* Information given *
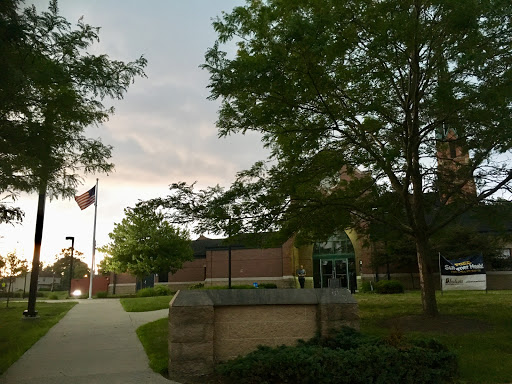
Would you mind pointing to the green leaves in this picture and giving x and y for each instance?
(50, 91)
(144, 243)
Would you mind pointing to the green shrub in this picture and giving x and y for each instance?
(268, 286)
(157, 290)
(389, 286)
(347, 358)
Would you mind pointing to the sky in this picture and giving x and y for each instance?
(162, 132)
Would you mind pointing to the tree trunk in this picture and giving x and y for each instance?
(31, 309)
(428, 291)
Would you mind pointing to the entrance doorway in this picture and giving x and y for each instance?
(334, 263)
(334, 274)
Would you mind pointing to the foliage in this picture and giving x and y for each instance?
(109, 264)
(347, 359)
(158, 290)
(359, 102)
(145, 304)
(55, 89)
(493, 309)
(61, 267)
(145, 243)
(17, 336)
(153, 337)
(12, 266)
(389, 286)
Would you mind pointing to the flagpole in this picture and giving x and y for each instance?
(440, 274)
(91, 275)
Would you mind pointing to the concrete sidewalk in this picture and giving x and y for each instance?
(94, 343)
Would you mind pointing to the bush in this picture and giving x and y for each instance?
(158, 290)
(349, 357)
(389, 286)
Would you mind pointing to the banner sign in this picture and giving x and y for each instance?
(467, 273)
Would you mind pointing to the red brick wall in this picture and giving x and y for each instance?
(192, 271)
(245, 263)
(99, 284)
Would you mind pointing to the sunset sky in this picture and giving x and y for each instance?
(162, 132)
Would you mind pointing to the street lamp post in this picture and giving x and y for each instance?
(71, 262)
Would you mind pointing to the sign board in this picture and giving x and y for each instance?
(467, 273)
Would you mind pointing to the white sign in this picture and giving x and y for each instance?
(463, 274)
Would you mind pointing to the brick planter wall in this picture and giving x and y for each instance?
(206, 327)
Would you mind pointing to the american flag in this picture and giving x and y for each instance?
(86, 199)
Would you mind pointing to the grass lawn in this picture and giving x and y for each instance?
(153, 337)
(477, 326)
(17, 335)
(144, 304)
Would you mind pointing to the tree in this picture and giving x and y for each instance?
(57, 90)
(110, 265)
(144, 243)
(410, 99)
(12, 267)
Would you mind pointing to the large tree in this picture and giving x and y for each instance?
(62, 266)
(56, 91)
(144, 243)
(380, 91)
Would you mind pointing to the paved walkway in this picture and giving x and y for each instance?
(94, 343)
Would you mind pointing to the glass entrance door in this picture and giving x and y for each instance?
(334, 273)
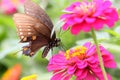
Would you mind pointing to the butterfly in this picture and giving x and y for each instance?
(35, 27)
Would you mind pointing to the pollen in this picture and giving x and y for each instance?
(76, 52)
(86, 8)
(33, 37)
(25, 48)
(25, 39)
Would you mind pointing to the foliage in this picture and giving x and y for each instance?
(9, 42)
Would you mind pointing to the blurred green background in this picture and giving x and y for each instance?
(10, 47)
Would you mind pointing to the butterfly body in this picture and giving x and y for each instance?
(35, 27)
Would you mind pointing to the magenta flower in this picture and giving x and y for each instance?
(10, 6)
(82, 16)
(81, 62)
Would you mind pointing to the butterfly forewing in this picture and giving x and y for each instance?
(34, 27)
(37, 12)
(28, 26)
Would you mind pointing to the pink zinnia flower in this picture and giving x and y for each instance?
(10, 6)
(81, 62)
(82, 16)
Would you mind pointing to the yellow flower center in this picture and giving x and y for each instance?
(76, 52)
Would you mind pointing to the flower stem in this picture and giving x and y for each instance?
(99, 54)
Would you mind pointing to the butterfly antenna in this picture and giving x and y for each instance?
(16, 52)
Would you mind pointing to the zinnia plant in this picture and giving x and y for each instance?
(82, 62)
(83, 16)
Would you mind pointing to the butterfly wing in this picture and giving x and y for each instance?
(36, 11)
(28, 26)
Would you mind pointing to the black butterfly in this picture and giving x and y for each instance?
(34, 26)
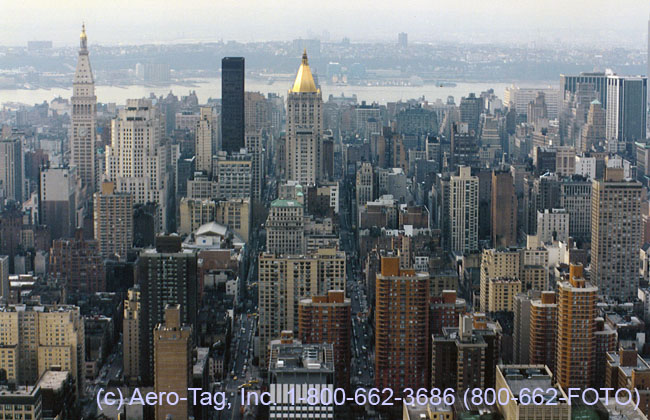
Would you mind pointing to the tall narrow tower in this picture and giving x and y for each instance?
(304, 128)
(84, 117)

* Your objective *
Set down all the entries exactly as they appear, but skip any pictures.

* Full response *
Would you mind pointing to the green leaves in this picture and giving x and y for each instance?
(50, 91)
(144, 243)
Would you mind pointing to the green shrub in this picture and giving x and y for each instance?
(268, 286)
(157, 290)
(389, 286)
(347, 358)
Would you mind pointing to the sky in this picture and giving x and y for each instance?
(162, 132)
Would you mind pointing to the tree trunk in this picture and giving x and y for each instance?
(31, 309)
(428, 291)
Would you mind pointing to the entrance doorway in this picture and giving x and y for each instance?
(334, 263)
(334, 274)
Would you mind pointing to the foliage in this picture and giving x and y for each instance?
(109, 264)
(347, 359)
(158, 290)
(359, 102)
(145, 304)
(55, 89)
(493, 309)
(61, 267)
(145, 243)
(17, 336)
(153, 337)
(12, 266)
(389, 286)
Would you mind pointing to the flagpole in this picture and giving x and y for each instance?
(440, 274)
(91, 275)
Would you mind pointing to the concrete sidewalk in this picture and giving x and y for each instance?
(94, 343)
Would you mind pointing to the bush in this picture and giving x and y for each instance?
(158, 290)
(349, 357)
(389, 286)
Would you mind pointing to the banner sign in this picture and giving x and y for each instance?
(467, 273)
Would you mind pointing to the red brick wall in this picture and giving x and y for each instance?
(192, 271)
(245, 263)
(99, 284)
Would you mind pointing to the sunset sky in this picture and giving x and y for each instance?
(162, 132)
Would you mind pointing to the street lamp post in this picture and giving x and y for each instance?
(71, 262)
Would you mind pointing to the sign board in this picture and giving x and y for each instance?
(467, 273)
Would you mind pointing to the white sign in this picture and giving x and y for each instance?
(463, 274)
Would you mind pointing to the brick planter wall in this picture and giving x and y for each instance?
(206, 327)
Would you mind pointing to the american flag in this picture and giving x and y for each instance?
(86, 199)
Would you mind pointing to the grass lawn in this picture and giving x and y for each instance?
(153, 337)
(477, 326)
(17, 335)
(144, 304)
Would you mind pointing to the tree in this picture and giving x and y for each instance?
(57, 90)
(110, 265)
(144, 243)
(410, 99)
(12, 267)
Would you mind pointing to the large tree in this picture and giving x and y for each instance?
(62, 266)
(56, 91)
(144, 243)
(380, 91)
Would you mind pointing to the paved walkway in this picture and giving x and y for each instance?
(94, 343)
Would you mind pointing to the glass entrance door in this picture and giving x and y for each instance?
(334, 273)
Would you mind pointing to the butterfly in this picture and giving x and y for each instance?
(35, 27)
Would you mind pointing to the pollen in this picture and giving x and y for each instance?
(76, 52)
(86, 8)
(33, 37)
(25, 48)
(25, 39)
Would you mind pointing to the foliage in this picture and giving x and y for each instance?
(9, 42)
Would you mind pointing to the blurred green background in this picture and giving x and y for each instance?
(10, 47)
Would you mind pointing to the butterfly body in this picture and giving x and y for each instance?
(35, 27)
Would you mind pointing to the magenta flower in this picture and giving x and y for each instance?
(10, 6)
(82, 16)
(81, 62)
Would you mind pointing to the butterfly forewing in this picture and giving x and y for each instance?
(34, 27)
(37, 12)
(28, 26)
Would you mind pointing to the pink zinnia flower in this picture and giving x and y for each instance?
(10, 6)
(81, 62)
(82, 16)
Would you mind pointing to the yellow flower center in this picture and giving x and y for each instance?
(76, 52)
Would you mind pointing to the flower stem in this picture and giving x and y for each instance?
(99, 54)
Would you mind pointing to the butterfly antenna in this picture and giving x and y for each instance?
(16, 52)
Would you mind pointing to the zinnia plant in this picture and giving x and y for each instance?
(82, 62)
(83, 16)
Would you mind pointing to the butterfly wing in this picture and giving x and y for each instance?
(36, 11)
(28, 26)
Would you mind pointing to the black butterfly in this picture and giving x and y for each instance?
(34, 26)
Would you mind pointing to the tall narrow tower in this picture and giving x and y for each instance?
(304, 128)
(84, 117)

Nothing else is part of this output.